* [TASK GOAL]: Please reproduce the line containing "Target: black backpack strap" and every line after it in the records below, exactly and with nothing else.

Natural-language object grounding data
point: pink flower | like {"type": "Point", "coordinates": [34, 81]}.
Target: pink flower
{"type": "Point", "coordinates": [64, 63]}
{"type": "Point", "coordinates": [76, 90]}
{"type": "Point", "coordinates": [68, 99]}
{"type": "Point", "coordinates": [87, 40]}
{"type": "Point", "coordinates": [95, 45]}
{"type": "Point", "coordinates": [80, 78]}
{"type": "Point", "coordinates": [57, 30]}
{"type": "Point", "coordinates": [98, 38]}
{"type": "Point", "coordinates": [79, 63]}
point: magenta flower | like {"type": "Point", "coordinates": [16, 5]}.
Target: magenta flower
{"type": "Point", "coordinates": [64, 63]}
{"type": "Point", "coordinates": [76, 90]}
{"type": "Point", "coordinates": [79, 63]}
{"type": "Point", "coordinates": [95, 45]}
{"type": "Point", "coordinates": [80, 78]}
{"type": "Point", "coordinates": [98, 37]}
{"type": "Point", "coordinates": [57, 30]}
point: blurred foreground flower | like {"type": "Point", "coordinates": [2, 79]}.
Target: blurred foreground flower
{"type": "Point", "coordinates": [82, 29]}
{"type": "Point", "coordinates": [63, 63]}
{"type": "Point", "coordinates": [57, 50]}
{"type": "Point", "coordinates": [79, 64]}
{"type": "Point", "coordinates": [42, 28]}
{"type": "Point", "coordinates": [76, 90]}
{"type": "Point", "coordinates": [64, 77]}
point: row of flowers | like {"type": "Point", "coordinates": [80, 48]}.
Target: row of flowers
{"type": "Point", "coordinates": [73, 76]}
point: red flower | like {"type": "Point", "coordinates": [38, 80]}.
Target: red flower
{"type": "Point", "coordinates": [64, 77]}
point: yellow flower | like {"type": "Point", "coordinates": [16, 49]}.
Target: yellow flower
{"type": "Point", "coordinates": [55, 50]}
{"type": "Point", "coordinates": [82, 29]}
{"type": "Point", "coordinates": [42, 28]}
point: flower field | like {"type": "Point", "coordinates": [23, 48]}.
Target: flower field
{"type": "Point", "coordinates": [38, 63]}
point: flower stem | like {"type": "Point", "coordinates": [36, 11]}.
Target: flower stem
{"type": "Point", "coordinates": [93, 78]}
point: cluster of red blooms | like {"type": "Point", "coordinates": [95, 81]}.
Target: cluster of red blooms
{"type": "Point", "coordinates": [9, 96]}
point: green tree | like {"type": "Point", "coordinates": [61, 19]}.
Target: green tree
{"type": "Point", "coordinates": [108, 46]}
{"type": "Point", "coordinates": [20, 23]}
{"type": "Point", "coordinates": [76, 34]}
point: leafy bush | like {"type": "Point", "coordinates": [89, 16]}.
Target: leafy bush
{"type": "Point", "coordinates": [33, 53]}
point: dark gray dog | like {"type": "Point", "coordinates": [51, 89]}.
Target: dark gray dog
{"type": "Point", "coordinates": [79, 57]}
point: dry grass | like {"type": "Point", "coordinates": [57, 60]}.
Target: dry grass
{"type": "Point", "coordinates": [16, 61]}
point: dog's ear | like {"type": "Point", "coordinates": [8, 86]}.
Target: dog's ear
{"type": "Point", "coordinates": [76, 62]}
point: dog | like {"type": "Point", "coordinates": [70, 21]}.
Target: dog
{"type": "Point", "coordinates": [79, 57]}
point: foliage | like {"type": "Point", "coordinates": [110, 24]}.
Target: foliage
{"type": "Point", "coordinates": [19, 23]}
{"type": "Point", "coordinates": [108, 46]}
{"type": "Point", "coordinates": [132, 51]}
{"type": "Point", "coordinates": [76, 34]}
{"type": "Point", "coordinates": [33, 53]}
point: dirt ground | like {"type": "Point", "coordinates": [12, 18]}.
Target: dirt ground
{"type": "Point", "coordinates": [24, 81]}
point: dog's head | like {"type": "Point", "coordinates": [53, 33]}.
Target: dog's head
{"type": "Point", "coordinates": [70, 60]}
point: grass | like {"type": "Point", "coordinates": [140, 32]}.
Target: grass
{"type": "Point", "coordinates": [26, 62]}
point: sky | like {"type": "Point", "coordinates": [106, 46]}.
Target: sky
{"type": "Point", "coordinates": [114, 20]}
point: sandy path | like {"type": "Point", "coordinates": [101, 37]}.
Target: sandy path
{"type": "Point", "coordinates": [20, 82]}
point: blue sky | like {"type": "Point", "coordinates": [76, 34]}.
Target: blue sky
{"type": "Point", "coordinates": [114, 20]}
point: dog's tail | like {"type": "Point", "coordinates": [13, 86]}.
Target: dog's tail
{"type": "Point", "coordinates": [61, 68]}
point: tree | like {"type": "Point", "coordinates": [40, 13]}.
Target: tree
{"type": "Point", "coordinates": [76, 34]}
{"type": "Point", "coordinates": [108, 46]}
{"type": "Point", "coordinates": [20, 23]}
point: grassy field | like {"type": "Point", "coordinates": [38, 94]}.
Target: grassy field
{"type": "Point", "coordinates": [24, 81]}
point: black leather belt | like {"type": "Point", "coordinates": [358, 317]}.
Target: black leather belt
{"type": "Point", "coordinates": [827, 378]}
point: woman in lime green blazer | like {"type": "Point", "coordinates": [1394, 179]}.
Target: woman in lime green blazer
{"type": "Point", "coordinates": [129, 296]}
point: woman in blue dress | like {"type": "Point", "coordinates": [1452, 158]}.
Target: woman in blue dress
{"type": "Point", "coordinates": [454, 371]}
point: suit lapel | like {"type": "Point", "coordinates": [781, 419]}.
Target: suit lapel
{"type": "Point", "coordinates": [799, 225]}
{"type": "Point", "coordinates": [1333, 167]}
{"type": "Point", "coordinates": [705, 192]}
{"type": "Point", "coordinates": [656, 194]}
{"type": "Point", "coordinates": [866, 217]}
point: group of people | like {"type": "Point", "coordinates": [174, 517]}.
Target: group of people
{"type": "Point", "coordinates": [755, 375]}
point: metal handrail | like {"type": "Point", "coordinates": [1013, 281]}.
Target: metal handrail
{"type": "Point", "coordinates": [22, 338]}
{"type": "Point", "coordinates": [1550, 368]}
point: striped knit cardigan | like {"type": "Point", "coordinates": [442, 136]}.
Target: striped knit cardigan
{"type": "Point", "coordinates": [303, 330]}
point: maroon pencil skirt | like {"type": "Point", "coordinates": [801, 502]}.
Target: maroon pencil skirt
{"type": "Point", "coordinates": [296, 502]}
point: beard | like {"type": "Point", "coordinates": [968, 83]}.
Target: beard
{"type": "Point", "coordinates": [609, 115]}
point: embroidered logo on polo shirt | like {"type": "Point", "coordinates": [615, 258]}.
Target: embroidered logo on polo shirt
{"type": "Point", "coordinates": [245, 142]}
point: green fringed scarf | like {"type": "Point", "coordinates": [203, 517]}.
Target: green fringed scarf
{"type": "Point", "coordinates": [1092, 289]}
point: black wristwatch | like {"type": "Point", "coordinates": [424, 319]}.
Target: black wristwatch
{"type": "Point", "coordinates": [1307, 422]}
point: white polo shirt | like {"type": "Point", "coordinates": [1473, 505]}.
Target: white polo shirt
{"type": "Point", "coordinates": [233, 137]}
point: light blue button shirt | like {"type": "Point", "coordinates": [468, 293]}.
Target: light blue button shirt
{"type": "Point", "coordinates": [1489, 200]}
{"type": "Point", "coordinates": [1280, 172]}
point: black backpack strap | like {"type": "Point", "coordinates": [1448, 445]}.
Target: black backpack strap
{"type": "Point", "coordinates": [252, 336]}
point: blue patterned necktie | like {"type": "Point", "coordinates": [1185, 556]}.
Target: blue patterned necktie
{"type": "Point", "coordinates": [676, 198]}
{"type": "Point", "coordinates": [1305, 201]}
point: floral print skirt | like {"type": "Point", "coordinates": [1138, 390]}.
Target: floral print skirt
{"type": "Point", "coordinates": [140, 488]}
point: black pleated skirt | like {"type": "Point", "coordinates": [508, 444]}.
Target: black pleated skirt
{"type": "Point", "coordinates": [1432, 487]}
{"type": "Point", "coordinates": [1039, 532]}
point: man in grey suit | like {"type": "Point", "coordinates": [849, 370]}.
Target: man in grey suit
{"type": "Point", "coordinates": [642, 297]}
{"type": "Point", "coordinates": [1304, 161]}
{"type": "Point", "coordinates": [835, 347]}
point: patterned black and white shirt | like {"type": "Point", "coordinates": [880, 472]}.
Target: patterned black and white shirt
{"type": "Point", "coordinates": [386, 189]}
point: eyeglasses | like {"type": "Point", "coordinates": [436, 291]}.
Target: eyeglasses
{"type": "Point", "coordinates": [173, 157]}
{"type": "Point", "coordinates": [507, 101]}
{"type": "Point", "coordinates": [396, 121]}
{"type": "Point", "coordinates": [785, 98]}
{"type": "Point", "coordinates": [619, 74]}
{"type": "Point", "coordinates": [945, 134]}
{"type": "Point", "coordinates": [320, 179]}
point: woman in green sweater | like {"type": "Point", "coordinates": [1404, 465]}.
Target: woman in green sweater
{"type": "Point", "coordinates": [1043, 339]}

* [SOLUTION FOR THIS TASK]:
Target: black backpack strap
{"type": "Point", "coordinates": [252, 336]}
point: blue patterned necktie | like {"type": "Point", "coordinates": [1185, 556]}.
Target: blue patterned necktie
{"type": "Point", "coordinates": [676, 198]}
{"type": "Point", "coordinates": [1305, 201]}
point: floral print skirt | like {"type": "Point", "coordinates": [1138, 390]}.
Target: floral print skirt
{"type": "Point", "coordinates": [140, 488]}
point: black pleated skirt | like {"type": "Point", "coordinates": [508, 444]}.
Target: black pleated skirt
{"type": "Point", "coordinates": [1432, 487]}
{"type": "Point", "coordinates": [1039, 532]}
point: man in grey suit | like {"type": "Point", "coordinates": [849, 370]}.
Target: man in grey suit
{"type": "Point", "coordinates": [642, 297]}
{"type": "Point", "coordinates": [1304, 161]}
{"type": "Point", "coordinates": [835, 347]}
point: patterned black and white shirt | like {"type": "Point", "coordinates": [880, 472]}.
Target: patterned black and white shirt
{"type": "Point", "coordinates": [386, 189]}
point: eyeglasses | like {"type": "Point", "coordinates": [436, 291]}.
Target: eyeglasses
{"type": "Point", "coordinates": [173, 157]}
{"type": "Point", "coordinates": [507, 101]}
{"type": "Point", "coordinates": [396, 121]}
{"type": "Point", "coordinates": [785, 98]}
{"type": "Point", "coordinates": [619, 74]}
{"type": "Point", "coordinates": [945, 134]}
{"type": "Point", "coordinates": [320, 179]}
point: woman in green sweater | like {"type": "Point", "coordinates": [1404, 465]}.
Target: woman in green sweater
{"type": "Point", "coordinates": [1043, 339]}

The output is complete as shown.